**Provided passage**
Use of index for 50% column restriction
As part of my research on the parsing/planning behavior of PREPARE, I
found a surprising behavior --- a WHERE clause that is 50% restrictive
is using an index. I thought only <10% restrictions used indexes. To
setup the test:
DROP TABLE IF EXISTS test;
CREATE TABLE test (c1 INT, c2 INT, c3 INT);
INSERT INTO test SELECT c1, 0, 0 FROM generate_series(1, 10000) AS a(c1);
INSERT INTO test SELECT c1, 1, 1 FROM generate_series(10001, 20000) AS a(c1);
CREATE INDEX i_test_c2 ON test (c2);
ANALYZE test;
EXPLAIN SELECT * FROM test WHERE c2 = 0;
The output is:
QUERY PLAN
-----------------------------------------------------------------------------
Index Scan using i_test_c2 on test (cost=0.29..349.29 rows=10000 width=12)
----------
Index Cond: (c2 = 0)
(2 rows)
\timing does show the optimizer is making the right decision to use the
index, and this behavior is the same back to at least 9.3. Setting
effective_cache_size = '8kB' does not change this behavior. What am I
missing? Is my 10% assumption wrong?
--
Bruce Momjian <bruce@momjian.us> http://momjian.us
EnterpriseDB http://enterprisedb.com
+ As you are, so once was I. As I am, so you will be. +
+ Ancient Roman grave inscription +
--
Sent via pgsql-hackers mailing list (pgsql-hackers@postgresql.org)
To make changes to your subscription:
http://www.postgresql.org/mailpref/pgsql-hackers
Bruce Momjian <bruce@momjian.us> writes:
As part of my research on the parsing/planning behavior of PREPARE, I
found a surprising behavior --- a WHERE clause that is 50% restrictive
is using an index. I thought only <10% restrictions used indexes.
There's no such hard-and-fast rule. The cost estimate break point depends
greatly on the index order correlation (which is 100% in your example),
as well as some other factors like the index size versus
effective_cache_size.
For randomly-ordered data I believe the cutover is actually well below 10%.
regards, tom lane
--
Sent via pgsql-hackers mailing list (pgsql-hackers@postgresql.org)

**Data block**
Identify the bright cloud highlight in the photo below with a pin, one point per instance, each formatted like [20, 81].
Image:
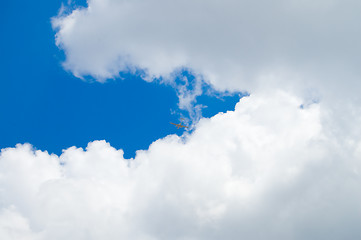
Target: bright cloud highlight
[268, 170]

**Exercise set**
1/ Reproduce the part of the PostgreSQL thread from "To make changes" up to and including "well below 10%.".
2/ List every SQL statement that the PostgreSQL thread uses to set up and run the test, as each one appears.
3/ Answer these questions from the PostgreSQL thread:
(a) What is the name of the index created in the test?
(b) Back to which version has the behavior been the same?
(c) What does the reply give as the index order correlation in the example?
The material above is unrelated to the PostgreSQL thread.

**Task-by-task results**
1/
To make changes to your subscription:
http://www.postgresql.org/mailpref/pgsql-hackers
Bruce Momjian <bruce@momjian.us> writes:
As part of my research on the parsing/planning behavior of PREPARE, I
found a surprising behavior --- a WHERE clause that is 50% restrictive
is using an index. I thought only <10% restrictions used indexes.
There's no such hard-and-fast rule. The cost estimate break point depends
greatly on the index order correlation (which is 100% in your example),
as well as some other factors like the index size versus
effective_cache_size.
For randomly-ordered data I believe the cutover is actually well below 10%.

2/
DROP TABLE IF EXISTS test;
CREATE TABLE test (c1 INT, c2 INT, c3 INT);
INSERT INTO test SELECT c1, 0, 0 FROM generate_series(1, 10000) AS a(c1);
INSERT INTO test SELECT c1, 1, 1 FROM generate_series(10001, 20000) AS a(c1);
CREATE INDEX i_test_c2 ON test (c2);
ANALYZE test;
EXPLAIN SELECT * FROM test WHERE c2 = 0;

3/
(a) i_test_c2
(b) At least 9.3
(c) 100%